Directive:
List every line in the items below that contains the string "corrugated".

Records for this task:
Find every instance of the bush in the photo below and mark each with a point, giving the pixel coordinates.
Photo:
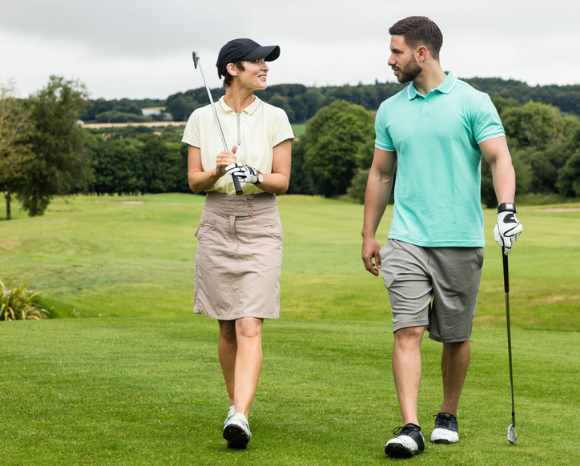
(20, 304)
(358, 184)
(333, 138)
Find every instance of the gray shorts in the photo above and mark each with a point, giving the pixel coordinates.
(432, 287)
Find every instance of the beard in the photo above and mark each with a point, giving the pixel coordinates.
(409, 73)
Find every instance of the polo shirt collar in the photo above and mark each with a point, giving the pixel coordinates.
(250, 109)
(444, 88)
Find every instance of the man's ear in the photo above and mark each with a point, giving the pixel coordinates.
(422, 53)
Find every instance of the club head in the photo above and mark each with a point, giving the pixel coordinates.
(512, 437)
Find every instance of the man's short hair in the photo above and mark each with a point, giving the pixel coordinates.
(419, 30)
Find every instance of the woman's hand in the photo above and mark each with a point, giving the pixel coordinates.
(224, 159)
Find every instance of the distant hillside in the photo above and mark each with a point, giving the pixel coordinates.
(302, 102)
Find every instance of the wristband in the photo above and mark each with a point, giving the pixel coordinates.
(506, 207)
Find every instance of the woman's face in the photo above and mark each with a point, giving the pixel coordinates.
(255, 75)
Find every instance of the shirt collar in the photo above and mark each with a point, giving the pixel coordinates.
(250, 109)
(444, 88)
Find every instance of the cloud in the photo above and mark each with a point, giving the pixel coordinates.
(143, 48)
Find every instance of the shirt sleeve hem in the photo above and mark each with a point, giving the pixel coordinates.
(384, 147)
(495, 134)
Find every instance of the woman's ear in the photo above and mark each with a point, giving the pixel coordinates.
(232, 69)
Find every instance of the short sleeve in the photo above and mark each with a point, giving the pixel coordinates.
(485, 121)
(282, 129)
(191, 131)
(383, 139)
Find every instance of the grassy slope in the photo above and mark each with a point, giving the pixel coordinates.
(140, 385)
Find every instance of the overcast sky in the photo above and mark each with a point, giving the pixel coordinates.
(122, 48)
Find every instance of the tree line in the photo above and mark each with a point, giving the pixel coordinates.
(44, 152)
(302, 102)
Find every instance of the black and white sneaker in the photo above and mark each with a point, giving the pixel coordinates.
(446, 430)
(237, 431)
(408, 441)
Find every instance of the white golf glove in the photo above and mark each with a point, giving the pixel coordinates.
(244, 173)
(508, 228)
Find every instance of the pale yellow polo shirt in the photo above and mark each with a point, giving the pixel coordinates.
(255, 130)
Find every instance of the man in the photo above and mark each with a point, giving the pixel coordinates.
(434, 131)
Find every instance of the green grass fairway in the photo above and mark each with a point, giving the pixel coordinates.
(127, 376)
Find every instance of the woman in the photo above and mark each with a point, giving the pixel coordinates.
(239, 253)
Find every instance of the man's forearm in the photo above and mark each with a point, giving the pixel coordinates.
(377, 195)
(504, 179)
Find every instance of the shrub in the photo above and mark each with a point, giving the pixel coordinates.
(358, 184)
(20, 304)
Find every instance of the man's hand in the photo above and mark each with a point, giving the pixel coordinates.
(508, 228)
(242, 172)
(371, 255)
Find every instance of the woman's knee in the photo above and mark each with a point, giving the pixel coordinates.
(248, 327)
(228, 330)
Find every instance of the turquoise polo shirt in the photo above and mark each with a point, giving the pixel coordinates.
(436, 138)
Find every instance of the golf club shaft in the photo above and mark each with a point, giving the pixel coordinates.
(506, 284)
(235, 179)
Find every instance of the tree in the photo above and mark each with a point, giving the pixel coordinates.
(568, 183)
(60, 162)
(117, 165)
(15, 151)
(523, 177)
(533, 125)
(332, 140)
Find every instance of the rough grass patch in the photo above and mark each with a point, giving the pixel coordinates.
(20, 303)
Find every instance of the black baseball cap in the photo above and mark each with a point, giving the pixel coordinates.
(244, 49)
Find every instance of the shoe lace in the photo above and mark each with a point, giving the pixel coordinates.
(404, 430)
(445, 420)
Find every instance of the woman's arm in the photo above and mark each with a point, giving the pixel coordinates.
(200, 180)
(278, 181)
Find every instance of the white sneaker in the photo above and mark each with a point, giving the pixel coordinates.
(231, 412)
(407, 442)
(237, 431)
(446, 430)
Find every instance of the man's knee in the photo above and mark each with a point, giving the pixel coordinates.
(248, 327)
(409, 336)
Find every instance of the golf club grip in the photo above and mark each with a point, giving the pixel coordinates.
(506, 272)
(237, 185)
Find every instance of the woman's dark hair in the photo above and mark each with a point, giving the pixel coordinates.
(419, 30)
(228, 78)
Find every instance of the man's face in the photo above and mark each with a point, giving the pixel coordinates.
(402, 60)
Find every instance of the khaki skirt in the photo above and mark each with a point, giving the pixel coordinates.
(239, 257)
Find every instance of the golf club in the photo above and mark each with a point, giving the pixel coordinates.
(512, 437)
(196, 65)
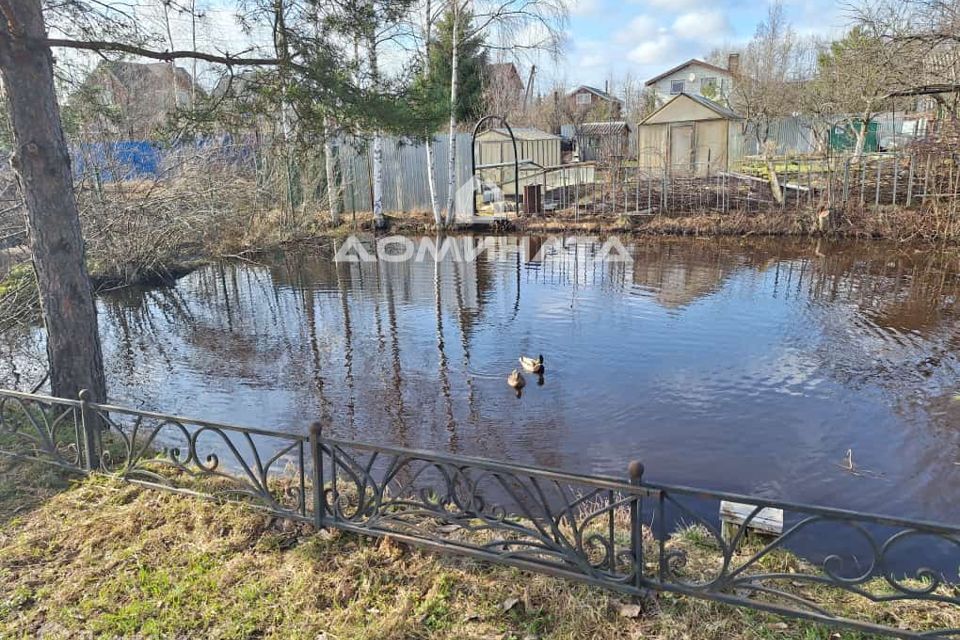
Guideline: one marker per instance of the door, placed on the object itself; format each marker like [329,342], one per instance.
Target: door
[681,149]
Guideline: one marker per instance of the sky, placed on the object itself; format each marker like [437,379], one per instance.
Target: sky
[610,38]
[606,40]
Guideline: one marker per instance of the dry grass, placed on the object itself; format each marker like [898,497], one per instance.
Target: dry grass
[106,559]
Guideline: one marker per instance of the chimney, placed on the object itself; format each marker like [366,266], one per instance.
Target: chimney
[733,63]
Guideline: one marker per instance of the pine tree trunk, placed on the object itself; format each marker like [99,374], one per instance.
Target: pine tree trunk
[42,164]
[454,81]
[431,166]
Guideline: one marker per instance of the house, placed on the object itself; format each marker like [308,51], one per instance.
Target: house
[696,77]
[689,136]
[139,97]
[603,141]
[586,102]
[503,88]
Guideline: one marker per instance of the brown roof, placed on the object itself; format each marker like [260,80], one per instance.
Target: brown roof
[689,62]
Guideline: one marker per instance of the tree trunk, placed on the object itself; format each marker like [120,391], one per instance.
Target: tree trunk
[431,170]
[775,190]
[377,170]
[42,164]
[454,81]
[861,132]
[333,196]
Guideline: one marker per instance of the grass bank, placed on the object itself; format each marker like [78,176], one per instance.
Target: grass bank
[98,558]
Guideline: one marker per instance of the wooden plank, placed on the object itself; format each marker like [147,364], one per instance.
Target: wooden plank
[768,520]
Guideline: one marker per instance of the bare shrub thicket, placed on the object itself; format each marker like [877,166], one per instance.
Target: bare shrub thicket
[210,200]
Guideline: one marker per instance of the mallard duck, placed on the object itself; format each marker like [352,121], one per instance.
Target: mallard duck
[532,365]
[516,381]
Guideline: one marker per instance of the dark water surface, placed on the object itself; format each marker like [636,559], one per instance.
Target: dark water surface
[750,366]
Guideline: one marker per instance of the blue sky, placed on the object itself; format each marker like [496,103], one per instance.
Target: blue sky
[606,39]
[610,38]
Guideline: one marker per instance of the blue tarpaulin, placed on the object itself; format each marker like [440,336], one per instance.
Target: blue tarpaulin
[117,161]
[138,159]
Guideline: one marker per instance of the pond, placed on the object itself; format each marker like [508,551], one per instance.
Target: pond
[748,366]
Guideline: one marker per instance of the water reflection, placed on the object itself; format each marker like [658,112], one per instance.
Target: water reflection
[742,365]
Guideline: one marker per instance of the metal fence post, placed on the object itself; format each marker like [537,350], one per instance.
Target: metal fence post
[635,469]
[316,431]
[91,432]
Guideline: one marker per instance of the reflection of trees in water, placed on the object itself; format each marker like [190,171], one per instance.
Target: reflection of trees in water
[443,369]
[343,339]
[347,350]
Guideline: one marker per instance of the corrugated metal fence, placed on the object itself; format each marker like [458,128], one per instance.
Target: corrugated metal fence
[405,185]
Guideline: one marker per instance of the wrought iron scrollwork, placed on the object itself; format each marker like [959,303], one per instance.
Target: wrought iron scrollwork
[575,525]
[221,461]
[737,569]
[42,428]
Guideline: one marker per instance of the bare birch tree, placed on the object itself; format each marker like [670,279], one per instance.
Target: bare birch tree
[768,86]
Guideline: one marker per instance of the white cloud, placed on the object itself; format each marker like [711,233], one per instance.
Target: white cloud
[642,27]
[675,6]
[707,26]
[584,7]
[654,51]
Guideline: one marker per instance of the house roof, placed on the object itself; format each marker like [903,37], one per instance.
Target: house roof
[603,95]
[131,73]
[680,67]
[603,128]
[719,109]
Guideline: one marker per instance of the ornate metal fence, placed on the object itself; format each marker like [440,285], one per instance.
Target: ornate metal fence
[879,574]
[263,468]
[636,537]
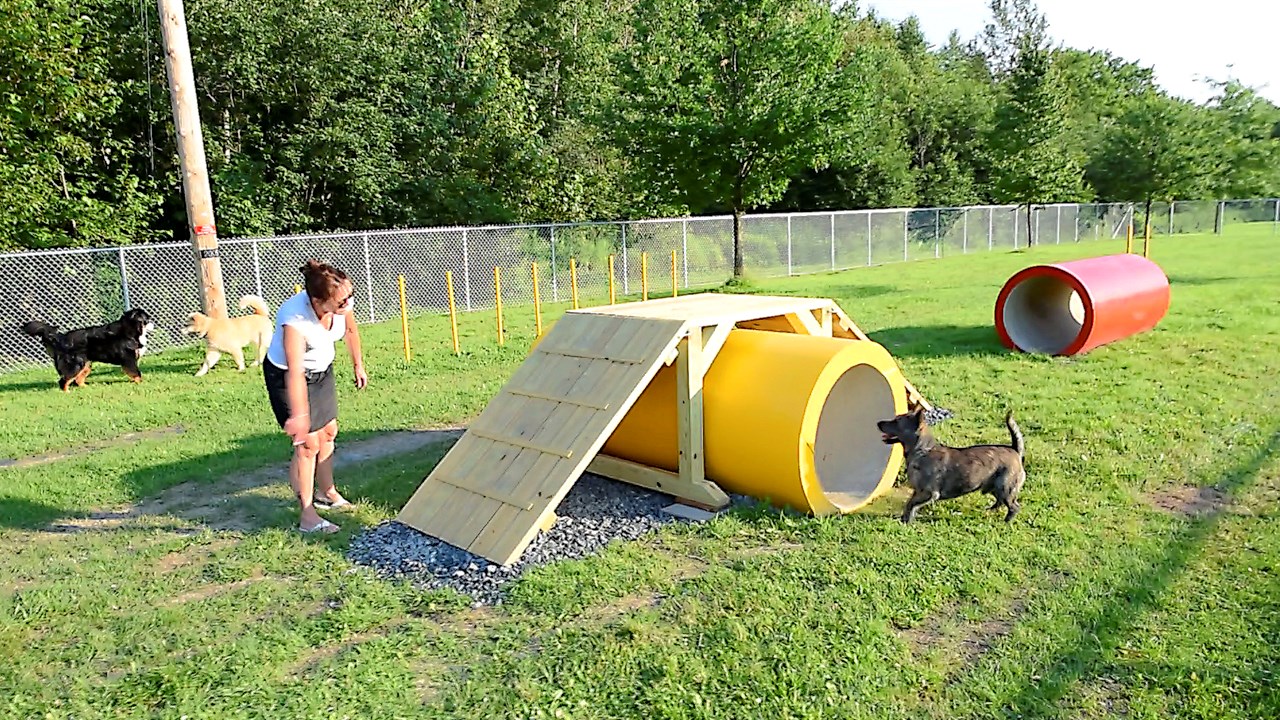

Answer to the problem:
Guideline: one marker per instance of the corrugated metal fence, placed on the object itself; format each marker like [458,128], one per instance.
Target: corrugated metal fence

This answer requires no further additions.